Provided data:
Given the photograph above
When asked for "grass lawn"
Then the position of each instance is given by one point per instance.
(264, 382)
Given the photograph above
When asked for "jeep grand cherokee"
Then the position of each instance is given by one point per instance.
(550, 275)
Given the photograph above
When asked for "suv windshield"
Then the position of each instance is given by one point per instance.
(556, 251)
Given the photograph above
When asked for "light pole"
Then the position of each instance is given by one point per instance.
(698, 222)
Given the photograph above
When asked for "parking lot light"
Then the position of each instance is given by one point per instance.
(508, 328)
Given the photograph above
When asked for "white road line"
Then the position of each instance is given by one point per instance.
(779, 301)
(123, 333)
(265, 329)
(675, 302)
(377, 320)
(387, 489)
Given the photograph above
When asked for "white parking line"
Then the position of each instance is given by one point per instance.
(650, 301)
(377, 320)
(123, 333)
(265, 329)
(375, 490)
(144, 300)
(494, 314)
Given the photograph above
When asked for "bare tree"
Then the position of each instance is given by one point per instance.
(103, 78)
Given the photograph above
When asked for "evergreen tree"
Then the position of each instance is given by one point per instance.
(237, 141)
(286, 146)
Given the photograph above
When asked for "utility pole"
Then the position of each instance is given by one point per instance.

Do this: Restate the data above exactly, keeping each word as it stands.

Full solution:
Given the photograph above
When asked for "grass lawn"
Then the position of each instance is given by one point per instance.
(264, 382)
Given the photograph above
When asked for "jeep grand cherokee"
Then the position of each instance is given by one point per instance.
(550, 275)
Given the photograph above
When asked for "suv windshield"
Then the position of each instance is given by one point per instance.
(556, 251)
Given the photograph above
When asked for "light pole"
Then the position of each instance is given by one point per instance.
(698, 222)
Given the photograph above
When asked for "parking lot light"
Then the position of each instance is given by one point per instance.
(508, 328)
Given the photograph above
When asked for "white road line"
Then the position of each instance is given by one point per instance.
(779, 301)
(123, 333)
(265, 329)
(675, 302)
(377, 320)
(387, 489)
Given the photograph above
When asked for "white parking line"
Then the position of each instance is given by one point per instance.
(650, 301)
(377, 320)
(123, 333)
(265, 329)
(375, 490)
(144, 300)
(494, 314)
Given the photograph above
When asked for "bare tree"
Then the position of each instance is given by one point per instance.
(103, 78)
Given the photograph above
When asked for "evergreen tree"
Then the position of each instance is given by one point per instance.
(237, 141)
(286, 146)
Given the photograph above
When asked for "utility pole"
Then the position of each instance is given by one point per instance.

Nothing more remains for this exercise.